[Natural language region descriptions]
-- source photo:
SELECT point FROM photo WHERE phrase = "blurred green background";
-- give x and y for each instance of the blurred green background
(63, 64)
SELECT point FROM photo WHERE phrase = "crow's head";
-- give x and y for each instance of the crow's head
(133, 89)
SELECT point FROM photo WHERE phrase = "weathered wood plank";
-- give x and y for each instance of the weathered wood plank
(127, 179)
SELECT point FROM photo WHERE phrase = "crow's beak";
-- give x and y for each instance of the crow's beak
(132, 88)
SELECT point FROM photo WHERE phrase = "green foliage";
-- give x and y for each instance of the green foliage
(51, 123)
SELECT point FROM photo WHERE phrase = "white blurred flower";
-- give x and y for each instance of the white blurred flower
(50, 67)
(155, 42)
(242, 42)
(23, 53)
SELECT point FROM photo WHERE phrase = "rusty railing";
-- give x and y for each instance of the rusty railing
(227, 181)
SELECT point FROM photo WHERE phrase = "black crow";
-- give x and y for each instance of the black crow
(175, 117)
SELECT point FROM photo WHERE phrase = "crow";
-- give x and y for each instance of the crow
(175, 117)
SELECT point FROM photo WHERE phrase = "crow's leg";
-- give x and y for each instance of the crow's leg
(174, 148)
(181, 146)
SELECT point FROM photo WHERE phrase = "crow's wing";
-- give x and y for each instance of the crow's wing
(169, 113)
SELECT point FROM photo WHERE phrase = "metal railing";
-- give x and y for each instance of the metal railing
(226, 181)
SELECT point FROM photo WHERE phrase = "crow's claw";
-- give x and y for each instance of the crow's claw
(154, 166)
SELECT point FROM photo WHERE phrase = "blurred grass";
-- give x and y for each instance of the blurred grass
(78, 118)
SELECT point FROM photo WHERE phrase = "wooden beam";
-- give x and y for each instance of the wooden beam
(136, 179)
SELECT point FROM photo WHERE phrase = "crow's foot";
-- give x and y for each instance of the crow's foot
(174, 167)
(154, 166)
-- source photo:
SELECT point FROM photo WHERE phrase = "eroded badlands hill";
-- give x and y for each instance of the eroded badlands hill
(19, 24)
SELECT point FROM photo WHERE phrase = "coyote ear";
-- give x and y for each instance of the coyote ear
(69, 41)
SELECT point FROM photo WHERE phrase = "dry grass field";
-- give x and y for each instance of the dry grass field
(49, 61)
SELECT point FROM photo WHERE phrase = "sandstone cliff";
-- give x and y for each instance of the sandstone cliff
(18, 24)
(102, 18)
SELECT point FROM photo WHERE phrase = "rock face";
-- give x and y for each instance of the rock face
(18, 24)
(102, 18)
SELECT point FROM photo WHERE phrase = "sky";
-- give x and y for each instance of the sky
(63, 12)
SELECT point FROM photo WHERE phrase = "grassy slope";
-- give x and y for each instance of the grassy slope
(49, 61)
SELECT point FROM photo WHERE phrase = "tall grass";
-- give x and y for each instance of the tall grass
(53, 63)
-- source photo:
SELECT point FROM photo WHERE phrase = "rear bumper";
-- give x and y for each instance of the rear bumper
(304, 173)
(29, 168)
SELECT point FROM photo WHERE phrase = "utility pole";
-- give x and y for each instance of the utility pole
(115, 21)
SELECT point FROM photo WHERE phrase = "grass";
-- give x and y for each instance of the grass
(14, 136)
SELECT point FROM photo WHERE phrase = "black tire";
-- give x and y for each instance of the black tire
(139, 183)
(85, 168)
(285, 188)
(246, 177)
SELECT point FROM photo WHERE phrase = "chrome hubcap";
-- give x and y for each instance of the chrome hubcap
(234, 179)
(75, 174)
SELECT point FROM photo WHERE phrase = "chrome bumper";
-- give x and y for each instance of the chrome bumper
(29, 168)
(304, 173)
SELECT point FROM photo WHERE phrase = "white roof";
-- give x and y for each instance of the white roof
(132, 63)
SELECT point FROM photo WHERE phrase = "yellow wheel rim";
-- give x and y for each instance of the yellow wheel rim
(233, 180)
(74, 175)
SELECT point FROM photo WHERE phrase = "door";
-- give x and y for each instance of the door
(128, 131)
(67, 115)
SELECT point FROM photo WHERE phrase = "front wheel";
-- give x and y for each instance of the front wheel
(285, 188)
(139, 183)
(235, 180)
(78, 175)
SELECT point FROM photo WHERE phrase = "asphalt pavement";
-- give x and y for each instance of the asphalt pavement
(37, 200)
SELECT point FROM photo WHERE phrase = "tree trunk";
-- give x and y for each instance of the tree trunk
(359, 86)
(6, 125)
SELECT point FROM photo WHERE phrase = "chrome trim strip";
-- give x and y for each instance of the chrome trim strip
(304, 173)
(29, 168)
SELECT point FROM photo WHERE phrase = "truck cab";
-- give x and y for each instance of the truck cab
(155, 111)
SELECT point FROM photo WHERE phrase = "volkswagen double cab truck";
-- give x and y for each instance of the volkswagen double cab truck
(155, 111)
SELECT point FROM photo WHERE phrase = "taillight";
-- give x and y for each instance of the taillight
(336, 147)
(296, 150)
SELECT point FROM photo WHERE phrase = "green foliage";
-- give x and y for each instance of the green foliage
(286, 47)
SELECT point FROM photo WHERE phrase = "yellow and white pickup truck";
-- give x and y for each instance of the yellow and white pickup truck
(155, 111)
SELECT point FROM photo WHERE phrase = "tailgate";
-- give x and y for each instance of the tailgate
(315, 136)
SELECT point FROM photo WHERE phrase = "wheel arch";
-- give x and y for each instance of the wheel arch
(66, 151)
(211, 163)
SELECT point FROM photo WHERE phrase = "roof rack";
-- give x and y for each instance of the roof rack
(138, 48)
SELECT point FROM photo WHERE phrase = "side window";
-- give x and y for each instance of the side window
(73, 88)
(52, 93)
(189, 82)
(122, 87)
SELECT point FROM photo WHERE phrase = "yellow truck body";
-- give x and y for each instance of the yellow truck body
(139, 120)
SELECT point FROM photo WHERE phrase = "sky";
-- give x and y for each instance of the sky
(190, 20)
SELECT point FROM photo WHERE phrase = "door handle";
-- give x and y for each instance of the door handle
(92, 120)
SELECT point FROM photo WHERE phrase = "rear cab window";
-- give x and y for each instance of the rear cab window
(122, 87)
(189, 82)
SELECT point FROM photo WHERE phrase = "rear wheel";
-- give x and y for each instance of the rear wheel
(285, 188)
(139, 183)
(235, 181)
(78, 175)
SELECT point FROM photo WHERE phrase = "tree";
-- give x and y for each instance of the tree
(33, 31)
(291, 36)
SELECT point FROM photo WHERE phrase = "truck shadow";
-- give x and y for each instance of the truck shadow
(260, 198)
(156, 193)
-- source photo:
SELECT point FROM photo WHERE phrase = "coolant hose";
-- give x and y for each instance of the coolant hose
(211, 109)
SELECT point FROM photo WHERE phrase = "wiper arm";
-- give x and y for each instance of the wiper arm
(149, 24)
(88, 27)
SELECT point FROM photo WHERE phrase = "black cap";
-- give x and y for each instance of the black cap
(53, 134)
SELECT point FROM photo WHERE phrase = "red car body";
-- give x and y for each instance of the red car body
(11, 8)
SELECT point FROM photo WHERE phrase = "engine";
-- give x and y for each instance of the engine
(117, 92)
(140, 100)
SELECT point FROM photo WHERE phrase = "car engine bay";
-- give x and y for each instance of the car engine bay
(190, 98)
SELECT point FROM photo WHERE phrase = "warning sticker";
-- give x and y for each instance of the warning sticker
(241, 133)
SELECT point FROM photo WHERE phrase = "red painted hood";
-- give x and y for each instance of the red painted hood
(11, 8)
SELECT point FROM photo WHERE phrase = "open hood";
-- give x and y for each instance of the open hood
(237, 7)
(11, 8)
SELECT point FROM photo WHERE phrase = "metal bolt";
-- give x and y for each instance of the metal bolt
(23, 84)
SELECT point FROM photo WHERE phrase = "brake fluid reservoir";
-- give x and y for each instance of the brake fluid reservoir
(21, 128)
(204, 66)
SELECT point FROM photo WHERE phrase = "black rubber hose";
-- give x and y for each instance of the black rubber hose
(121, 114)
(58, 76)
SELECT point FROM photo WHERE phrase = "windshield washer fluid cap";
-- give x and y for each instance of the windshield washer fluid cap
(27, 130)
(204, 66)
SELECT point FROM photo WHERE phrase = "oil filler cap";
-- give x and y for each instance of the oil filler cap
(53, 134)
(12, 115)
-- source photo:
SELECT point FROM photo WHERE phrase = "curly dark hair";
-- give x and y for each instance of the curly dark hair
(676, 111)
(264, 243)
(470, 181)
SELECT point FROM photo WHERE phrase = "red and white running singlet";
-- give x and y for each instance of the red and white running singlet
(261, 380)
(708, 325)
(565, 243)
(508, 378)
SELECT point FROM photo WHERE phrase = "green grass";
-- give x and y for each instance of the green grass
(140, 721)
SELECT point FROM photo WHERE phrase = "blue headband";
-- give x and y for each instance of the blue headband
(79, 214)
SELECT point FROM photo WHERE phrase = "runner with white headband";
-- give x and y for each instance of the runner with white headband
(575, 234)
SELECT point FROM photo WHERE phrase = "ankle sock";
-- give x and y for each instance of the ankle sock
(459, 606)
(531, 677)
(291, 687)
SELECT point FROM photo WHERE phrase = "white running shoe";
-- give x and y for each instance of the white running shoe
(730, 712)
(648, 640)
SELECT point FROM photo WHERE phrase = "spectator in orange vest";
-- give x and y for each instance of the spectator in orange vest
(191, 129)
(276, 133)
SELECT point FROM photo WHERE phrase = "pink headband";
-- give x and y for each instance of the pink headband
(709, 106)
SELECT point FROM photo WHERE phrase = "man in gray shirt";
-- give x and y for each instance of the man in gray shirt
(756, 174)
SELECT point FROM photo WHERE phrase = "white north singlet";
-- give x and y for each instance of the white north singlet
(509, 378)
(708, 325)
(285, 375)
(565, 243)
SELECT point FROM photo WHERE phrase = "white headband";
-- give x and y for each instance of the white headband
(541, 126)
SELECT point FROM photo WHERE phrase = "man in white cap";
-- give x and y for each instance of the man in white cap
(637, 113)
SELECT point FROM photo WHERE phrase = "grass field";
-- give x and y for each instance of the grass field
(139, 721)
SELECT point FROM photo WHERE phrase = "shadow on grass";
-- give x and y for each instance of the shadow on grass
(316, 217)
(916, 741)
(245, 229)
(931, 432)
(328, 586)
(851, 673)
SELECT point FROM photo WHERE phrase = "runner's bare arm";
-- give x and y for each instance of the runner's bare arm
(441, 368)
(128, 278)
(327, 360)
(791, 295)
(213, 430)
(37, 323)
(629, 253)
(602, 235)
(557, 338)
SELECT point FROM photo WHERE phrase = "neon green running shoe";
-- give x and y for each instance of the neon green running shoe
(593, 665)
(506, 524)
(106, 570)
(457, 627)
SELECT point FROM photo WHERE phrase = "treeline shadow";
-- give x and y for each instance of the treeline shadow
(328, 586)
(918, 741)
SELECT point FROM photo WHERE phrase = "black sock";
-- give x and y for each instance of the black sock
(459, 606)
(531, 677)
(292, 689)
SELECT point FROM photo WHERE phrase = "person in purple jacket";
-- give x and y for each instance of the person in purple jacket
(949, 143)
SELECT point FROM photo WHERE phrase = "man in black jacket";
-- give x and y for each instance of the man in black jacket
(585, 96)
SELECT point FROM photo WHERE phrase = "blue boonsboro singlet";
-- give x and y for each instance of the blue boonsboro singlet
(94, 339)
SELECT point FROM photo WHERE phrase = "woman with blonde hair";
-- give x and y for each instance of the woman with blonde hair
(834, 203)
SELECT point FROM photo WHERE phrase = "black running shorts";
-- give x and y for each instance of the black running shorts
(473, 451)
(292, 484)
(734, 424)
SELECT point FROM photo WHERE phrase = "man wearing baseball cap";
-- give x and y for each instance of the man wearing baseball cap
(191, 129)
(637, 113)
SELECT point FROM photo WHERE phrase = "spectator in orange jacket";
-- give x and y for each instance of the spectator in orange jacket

■ REQUIREMENT
An exact copy of the entries from the line containing "the black running shorts" through the last line is the expected answer.

■ RESPONSE TO THIS EXERCISE
-- give x and y for each instance of the black running shorts
(473, 451)
(292, 484)
(734, 424)
SELECT point FROM photo WHERE phrase = "man wearing baseball cap";
-- give x and y for each instance of the man wearing baseball cap
(191, 129)
(637, 113)
SELECT point FROM photo WHERE phrase = "spectator in orange jacket";
-- give x and y for each instance of the spectator in orange jacket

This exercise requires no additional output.